§ **THE TASK**: Every line from the one holding "Query: multi-story building" through the one holding "bed in this photo." in the data below must be returned exactly, both ends included, with pictures left out and nothing else added.
··· STUDY MATERIAL
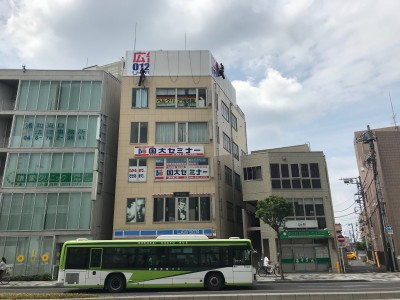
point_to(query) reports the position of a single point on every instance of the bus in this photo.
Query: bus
(165, 262)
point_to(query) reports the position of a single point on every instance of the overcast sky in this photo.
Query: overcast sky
(304, 71)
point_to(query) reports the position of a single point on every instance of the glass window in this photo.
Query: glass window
(95, 96)
(84, 102)
(225, 111)
(33, 95)
(39, 212)
(252, 173)
(73, 211)
(295, 170)
(64, 95)
(165, 97)
(85, 212)
(228, 176)
(135, 210)
(198, 132)
(140, 98)
(304, 170)
(165, 133)
(43, 95)
(138, 132)
(227, 142)
(314, 170)
(74, 95)
(274, 169)
(234, 121)
(23, 95)
(235, 150)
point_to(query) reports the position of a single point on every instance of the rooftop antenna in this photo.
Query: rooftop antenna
(134, 43)
(394, 115)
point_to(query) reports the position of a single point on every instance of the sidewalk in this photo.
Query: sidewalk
(372, 276)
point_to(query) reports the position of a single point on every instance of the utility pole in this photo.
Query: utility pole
(360, 193)
(369, 138)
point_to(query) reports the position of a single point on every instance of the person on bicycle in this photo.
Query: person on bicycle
(3, 266)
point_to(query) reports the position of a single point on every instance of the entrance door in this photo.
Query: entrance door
(93, 276)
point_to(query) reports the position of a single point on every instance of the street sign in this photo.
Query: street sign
(341, 238)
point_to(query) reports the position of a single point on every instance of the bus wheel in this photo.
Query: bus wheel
(115, 283)
(214, 281)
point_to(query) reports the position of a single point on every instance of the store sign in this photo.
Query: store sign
(137, 60)
(164, 151)
(301, 224)
(293, 234)
(137, 174)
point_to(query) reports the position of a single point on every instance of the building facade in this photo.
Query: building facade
(380, 183)
(58, 147)
(301, 177)
(180, 142)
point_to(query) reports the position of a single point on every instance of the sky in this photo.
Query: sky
(305, 72)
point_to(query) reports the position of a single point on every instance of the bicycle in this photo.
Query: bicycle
(6, 276)
(272, 269)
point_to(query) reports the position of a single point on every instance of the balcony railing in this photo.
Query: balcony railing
(4, 142)
(7, 105)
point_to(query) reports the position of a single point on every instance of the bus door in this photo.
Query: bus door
(242, 268)
(93, 276)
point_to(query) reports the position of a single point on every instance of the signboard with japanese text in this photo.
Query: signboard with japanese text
(137, 174)
(137, 60)
(182, 169)
(155, 151)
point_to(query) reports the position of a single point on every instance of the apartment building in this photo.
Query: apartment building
(58, 148)
(380, 182)
(301, 177)
(181, 138)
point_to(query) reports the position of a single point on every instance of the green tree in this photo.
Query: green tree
(273, 211)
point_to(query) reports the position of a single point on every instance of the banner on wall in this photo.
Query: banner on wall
(168, 151)
(137, 60)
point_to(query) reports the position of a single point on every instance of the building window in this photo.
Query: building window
(135, 210)
(238, 183)
(179, 209)
(185, 132)
(228, 176)
(227, 142)
(137, 170)
(252, 173)
(225, 111)
(308, 209)
(140, 98)
(181, 97)
(229, 211)
(182, 168)
(138, 133)
(235, 150)
(295, 176)
(234, 121)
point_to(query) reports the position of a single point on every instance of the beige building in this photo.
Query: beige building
(301, 177)
(180, 143)
(380, 216)
(58, 137)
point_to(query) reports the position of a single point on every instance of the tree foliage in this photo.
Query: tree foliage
(273, 211)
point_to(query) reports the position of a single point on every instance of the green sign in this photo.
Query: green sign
(314, 233)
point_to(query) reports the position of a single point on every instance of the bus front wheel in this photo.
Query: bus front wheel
(115, 283)
(214, 281)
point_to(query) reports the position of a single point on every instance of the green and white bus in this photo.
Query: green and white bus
(166, 262)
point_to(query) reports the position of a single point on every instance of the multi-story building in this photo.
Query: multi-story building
(378, 160)
(58, 148)
(301, 177)
(180, 143)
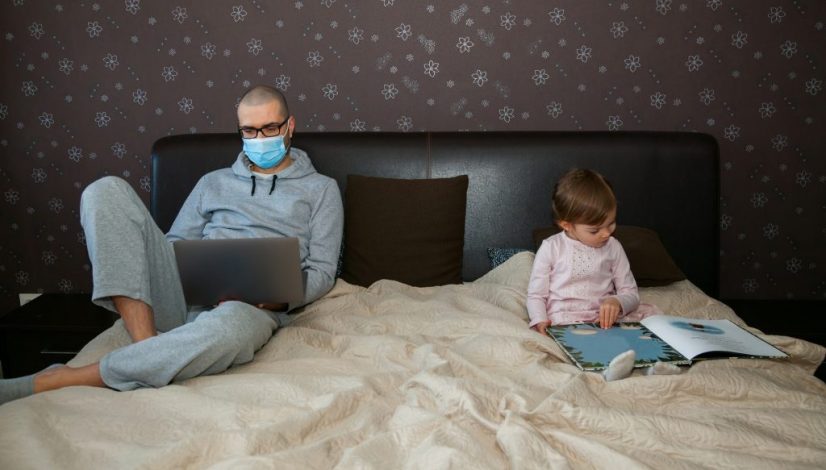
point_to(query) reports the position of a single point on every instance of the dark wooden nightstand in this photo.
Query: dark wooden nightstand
(51, 328)
(804, 319)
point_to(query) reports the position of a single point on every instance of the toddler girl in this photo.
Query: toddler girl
(582, 274)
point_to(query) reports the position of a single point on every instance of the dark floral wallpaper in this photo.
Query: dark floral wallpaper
(88, 86)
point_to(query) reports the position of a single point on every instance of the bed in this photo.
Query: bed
(392, 372)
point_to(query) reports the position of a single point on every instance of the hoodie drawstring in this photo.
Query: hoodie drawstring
(272, 186)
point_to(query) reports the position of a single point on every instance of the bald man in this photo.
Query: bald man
(271, 190)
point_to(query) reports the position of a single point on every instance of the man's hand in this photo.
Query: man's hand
(273, 307)
(541, 327)
(609, 312)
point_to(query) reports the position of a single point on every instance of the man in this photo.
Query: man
(272, 190)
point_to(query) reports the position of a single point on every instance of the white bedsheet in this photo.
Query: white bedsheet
(445, 377)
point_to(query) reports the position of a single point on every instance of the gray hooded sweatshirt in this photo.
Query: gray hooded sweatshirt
(299, 202)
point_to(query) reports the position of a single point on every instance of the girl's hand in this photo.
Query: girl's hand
(541, 326)
(609, 312)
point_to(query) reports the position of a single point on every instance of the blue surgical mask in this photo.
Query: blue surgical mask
(267, 152)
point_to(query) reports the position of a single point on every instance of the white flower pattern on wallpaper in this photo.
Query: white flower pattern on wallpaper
(87, 81)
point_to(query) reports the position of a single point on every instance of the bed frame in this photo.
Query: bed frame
(511, 177)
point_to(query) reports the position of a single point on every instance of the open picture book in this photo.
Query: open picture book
(662, 338)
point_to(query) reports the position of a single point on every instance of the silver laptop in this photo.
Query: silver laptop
(253, 270)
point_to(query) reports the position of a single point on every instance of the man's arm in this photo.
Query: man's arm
(326, 229)
(190, 221)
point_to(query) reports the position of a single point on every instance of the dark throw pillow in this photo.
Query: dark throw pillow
(650, 262)
(407, 230)
(497, 255)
······
§ **OUTPUT OF THE TASK**:
Query: multi-story building
(378, 160)
(58, 148)
(301, 177)
(180, 143)
point_to(query) reports the position of a single point on every instance of the dark wooden nightstand in this photo.
Query: dark wooden nightstand
(51, 328)
(804, 319)
point_to(query) reports the position of a single point on every instance of the toddler girl in this photo.
Query: toddler girl
(582, 274)
point_to(query) reports the position of a single point on every instance of the dark floral wallpaper in this photo.
Query: dark floral wallpaper
(88, 86)
point_to(query) reports the position of a single point on every instance of the bed in this photo.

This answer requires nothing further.